WORK TO COMPLETE –
Set down all of the data exactly as it appears.

SOURCE RECORDS –
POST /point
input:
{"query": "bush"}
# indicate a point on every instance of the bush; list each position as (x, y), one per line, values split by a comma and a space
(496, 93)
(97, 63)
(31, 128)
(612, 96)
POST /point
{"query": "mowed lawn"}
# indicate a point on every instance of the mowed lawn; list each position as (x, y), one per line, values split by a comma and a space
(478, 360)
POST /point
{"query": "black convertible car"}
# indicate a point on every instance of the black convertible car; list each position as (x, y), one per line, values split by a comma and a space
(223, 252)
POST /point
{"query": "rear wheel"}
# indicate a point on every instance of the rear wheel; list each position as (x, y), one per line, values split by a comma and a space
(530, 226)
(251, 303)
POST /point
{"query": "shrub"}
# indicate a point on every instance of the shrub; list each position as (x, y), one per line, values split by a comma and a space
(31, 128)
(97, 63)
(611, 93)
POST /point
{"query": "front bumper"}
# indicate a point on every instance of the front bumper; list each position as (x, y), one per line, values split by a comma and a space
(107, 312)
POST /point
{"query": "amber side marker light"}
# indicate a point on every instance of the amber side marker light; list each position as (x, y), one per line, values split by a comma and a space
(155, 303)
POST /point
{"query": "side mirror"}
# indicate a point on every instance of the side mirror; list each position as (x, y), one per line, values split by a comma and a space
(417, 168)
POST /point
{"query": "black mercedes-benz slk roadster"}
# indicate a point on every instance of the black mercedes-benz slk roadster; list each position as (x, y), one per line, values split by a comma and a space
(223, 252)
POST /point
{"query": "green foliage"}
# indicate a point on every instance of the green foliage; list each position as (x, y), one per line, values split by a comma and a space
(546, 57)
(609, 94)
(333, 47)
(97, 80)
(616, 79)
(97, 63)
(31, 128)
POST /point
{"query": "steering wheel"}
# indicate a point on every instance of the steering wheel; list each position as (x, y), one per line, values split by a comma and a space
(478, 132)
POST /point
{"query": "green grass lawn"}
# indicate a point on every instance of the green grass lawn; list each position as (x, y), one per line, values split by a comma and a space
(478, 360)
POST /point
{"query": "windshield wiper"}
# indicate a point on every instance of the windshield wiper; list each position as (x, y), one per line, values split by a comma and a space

OUTPUT OF THE EXERCISE –
POST /point
input:
{"query": "bush"}
# indicate a point on every instance of the bush; list each position as (x, y), one per line, values split by a comma and a space
(496, 93)
(97, 63)
(31, 128)
(612, 96)
POST /point
{"query": "mowed lawn"}
# indicate a point on every instance of the mowed lawn; list each position as (x, y), one per line, values split by a comma and a space
(478, 360)
POST /point
{"query": "black convertible car"}
# indicate a point on every instance of the black convertible car; list each position as (x, y), one per line, values split by a comma and a space
(223, 252)
POST /point
{"query": "rear wheel"}
# indicate a point on every instance of the rear wheel; list each position as (x, y), one per line, values split by a comma and a space
(530, 226)
(251, 303)
POST /point
{"query": "shrub"}
# indicate a point on every instance of the shrub; list each position as (x, y), one per line, values split by a comma and a space
(31, 128)
(97, 63)
(611, 93)
POST /point
{"query": "front bumper"}
# indicate a point on every instance of the front bumper; list each position as (x, y), one per line, values split by a comma and a space
(107, 312)
POST /point
{"query": "amber side marker light"}
# indicate a point on every instance of the amber side marker light; list each position as (x, y), one per line, values split by a comma and a space
(155, 303)
POST /point
{"query": "side mirror"}
# indicate a point on every instance of the side mirror; list each position as (x, y), one per line, values split by a comma and a space
(417, 168)
POST /point
{"query": "black mercedes-benz slk roadster"}
# indicate a point on every instance of the black mercedes-benz slk roadster; list each position as (x, y), one per line, values split by a comma and a space
(223, 252)
POST /point
{"query": "green foliage"}
# indicate a point on every instance of the green foliage; list each position as (x, y), one per line, values split by a comma and a space
(546, 57)
(609, 94)
(333, 47)
(97, 80)
(616, 79)
(97, 63)
(31, 128)
POST /point
{"query": "steering wheel"}
# indicate a point on every instance of the steering wheel; list each position as (x, y), one per line, values split by a comma and a space
(478, 132)
POST /point
{"query": "green grass lawn"}
# indicate a point on every instance of the green grass lawn; list each position as (x, y), one per line, values split by a comma and a space
(478, 360)
POST /point
{"query": "windshield wiper"}
# indicate a point on every instance of the windshield wiper; list each position as (x, y), one per line, values split by a comma and a space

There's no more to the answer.